_Document excerpt_
--- START ---

In 2016, the Panama Papers ignited protests that led to authorities launching hundreds of tax probes and criminal investigations. Iceland’s prime minister eventually resigned, and a Ukrainian politician called for the impeachment of their president. Last year, a Bollywood actress was questioned for six hours by Indian authorities on her inclusion in the Papers. 

 

In Malta, Keith Schembri, former Prime Minister Joseph Muscat’s chief of staff, was charged with money laundering and fraud, while in Denmark, the country’s tax minister cited the Panama Papers to justify hiring hundreds of new employees to bolster the fight against tax fraud.

 

In the U.S the Panama Papers was instrumental in pushing for the enactment of the Stop Tax Haven Abuse Act and the For the People Act. 

 

The Philippines, however, has yet to catch up with the growing clamor to investigate offshore banking and tax avoidance. The exposé on the offshore account of Jinggoy Estrada in 2013 for instance, did not result in tax fraud investigations, despite his being convicted with corruption. The government is still struggling to enforce tax laws in its own jurisdiction particularly against the wealthy individuals and multinational corporations. Taxes from the ordinary working people however are automatically deducted from their paychecks, on top of burdens from heavily taxed products and services that they regularly consume.

--- END ---

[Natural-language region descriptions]
--- START ---

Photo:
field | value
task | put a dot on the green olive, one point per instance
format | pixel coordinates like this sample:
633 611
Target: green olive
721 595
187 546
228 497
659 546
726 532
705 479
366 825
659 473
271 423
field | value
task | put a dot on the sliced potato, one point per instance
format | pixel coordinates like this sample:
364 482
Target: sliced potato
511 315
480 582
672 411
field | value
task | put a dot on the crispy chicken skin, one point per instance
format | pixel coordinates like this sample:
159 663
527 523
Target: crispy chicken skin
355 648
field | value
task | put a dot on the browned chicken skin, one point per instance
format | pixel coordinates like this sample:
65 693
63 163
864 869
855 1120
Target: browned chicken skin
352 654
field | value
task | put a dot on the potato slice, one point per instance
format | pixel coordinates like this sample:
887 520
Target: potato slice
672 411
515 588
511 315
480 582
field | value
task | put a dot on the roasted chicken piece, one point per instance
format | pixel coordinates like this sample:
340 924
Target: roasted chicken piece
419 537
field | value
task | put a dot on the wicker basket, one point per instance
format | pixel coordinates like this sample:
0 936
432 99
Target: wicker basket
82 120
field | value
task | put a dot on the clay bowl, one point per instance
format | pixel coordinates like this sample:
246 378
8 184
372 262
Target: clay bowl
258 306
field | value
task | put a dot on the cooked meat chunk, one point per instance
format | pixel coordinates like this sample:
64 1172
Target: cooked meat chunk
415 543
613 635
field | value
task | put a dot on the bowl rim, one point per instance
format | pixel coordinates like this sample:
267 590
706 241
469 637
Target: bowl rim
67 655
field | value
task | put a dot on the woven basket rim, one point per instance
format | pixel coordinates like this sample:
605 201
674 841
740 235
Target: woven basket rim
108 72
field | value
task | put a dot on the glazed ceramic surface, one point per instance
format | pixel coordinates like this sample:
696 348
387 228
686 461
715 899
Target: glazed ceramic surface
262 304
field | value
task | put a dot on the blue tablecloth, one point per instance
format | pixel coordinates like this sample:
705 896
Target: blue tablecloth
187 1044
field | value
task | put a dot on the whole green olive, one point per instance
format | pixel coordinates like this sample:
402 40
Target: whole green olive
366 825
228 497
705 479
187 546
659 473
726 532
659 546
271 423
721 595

--- END ---
--- START ---

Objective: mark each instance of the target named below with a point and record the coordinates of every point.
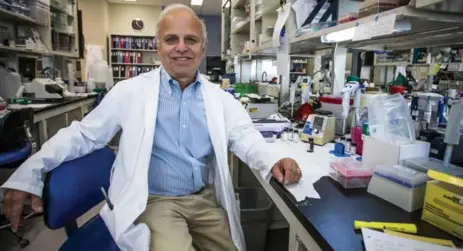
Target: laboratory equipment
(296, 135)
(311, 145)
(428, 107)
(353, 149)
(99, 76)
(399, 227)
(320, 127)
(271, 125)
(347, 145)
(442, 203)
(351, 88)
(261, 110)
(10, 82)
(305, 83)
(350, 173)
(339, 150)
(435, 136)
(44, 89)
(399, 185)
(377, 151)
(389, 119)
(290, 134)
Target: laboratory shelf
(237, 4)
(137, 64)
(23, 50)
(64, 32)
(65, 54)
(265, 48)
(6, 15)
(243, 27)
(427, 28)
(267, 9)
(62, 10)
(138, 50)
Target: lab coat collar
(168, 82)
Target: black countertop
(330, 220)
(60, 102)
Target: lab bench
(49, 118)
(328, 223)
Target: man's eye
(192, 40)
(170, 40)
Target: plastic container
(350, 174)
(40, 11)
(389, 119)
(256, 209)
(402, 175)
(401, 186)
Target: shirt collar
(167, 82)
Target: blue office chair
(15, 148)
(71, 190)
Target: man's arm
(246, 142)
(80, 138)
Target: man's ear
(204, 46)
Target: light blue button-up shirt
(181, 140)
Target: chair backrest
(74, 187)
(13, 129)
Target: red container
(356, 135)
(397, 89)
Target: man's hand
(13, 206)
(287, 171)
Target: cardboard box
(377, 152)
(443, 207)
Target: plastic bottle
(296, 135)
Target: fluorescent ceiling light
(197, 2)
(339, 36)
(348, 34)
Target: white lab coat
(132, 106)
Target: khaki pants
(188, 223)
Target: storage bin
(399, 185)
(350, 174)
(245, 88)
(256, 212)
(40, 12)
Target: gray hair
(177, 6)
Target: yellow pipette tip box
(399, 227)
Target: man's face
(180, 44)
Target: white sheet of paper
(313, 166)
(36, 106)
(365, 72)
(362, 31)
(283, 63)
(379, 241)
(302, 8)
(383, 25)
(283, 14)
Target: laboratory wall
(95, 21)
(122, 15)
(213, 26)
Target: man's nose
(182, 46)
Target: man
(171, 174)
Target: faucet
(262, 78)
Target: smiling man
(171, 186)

--- END ---
--- START ---

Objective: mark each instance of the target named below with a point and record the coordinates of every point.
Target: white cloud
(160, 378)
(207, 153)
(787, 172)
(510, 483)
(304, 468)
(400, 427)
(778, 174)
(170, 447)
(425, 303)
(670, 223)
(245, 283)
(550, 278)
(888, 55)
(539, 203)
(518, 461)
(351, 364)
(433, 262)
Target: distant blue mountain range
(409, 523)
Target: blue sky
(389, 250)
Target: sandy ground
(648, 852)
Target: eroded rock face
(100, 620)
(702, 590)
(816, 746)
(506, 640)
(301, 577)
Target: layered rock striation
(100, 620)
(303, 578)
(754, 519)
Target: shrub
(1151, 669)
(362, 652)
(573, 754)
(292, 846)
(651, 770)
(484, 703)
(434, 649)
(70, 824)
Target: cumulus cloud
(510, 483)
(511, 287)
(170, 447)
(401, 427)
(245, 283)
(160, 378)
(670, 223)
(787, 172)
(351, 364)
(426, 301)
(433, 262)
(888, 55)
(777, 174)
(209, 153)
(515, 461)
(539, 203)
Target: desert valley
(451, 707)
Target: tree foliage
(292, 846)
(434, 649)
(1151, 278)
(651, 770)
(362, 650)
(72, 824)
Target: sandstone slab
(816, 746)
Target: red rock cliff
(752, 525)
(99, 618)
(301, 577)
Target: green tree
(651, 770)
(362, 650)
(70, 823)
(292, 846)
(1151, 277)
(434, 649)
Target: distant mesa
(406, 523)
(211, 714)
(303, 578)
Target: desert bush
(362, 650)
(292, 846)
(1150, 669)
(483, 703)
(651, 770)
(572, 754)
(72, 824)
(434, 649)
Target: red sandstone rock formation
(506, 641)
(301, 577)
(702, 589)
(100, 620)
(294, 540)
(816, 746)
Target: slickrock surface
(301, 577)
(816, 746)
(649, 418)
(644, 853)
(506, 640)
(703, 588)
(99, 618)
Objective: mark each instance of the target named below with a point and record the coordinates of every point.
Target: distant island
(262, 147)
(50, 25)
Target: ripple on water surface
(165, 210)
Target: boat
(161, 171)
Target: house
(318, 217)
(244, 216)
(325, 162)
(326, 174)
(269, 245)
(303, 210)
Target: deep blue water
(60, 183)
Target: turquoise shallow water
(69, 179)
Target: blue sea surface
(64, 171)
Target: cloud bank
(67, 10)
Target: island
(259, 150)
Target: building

--- END ---

_Study questions_
(A) Could you rewrite the passage about the Panama Papers from "In Malta, Keith" up to and including "against tax fraud.", putting "senior adviser" in place of "chief of staff"?
(B) Can you carry the piece on the Panama Papers and tax enforcement forward from its final sentence?

_Written answers_
(A)
In Malta, Keith Schembri, former Prime Minister Joseph Muscat’s senior adviser, was charged with money laundering and fraud, while in Denmark, the country’s tax minister cited the Panama Papers to justify hiring hundreds of new employees to bolster the fight against tax fraud.

(B)
 

According to tax expert Mon Abrea, corruption at the Bureau of Internal Revenues (BIR) is embedded in the system. A former BIR examiner and a prominent advocate for genuine tax reform in the country, Abrea said in 2018 that whatever the TRAIN law was can hope to collect will be wasted due to corruption. He cited a proposed bill on the creation of national revenue authority, where the current BIR examiners will be forced to retire, and only those who pass new stringent mechanism will be rehired27.  

 

Currently, the BIR is unable to address issues of tax non-payment by big business and its relation to government corruption.

 

In 1993, the BIR filed a tax case against Lucio Tan, one of the country’s tycoons, for not paying P7.68 billion in ad valorem, income and value-added taxes in 1992. The BIR later filed two more cases, accusing Tan of tax non-payment amounting to P9.51 billion in 1990 and P8 billion in 1991. Tan was able to halt the proceeding proper for 12 years. In 2005, the cases finally held their first hearing, with the tax claims ballooning to P25 billion. But a year later in 2006, the Marikina Metropolitan Trial Court dismissed the tax case for lack of evidence.

 

In 2017, President Duterte announced that Lucio Tan owes the government at least P30 billion in taxes. A year after in 2018, he suddenly “cleared” the tycoon of past tax liabilities, saying he would “forever shut up” on the subject, after Tan as CEO of Philippine Airlines (PAL) offered additional plane to fly home repatriated OFWs from Kuwait, and after PAL’s payment of P6 billion in taxes in 2017.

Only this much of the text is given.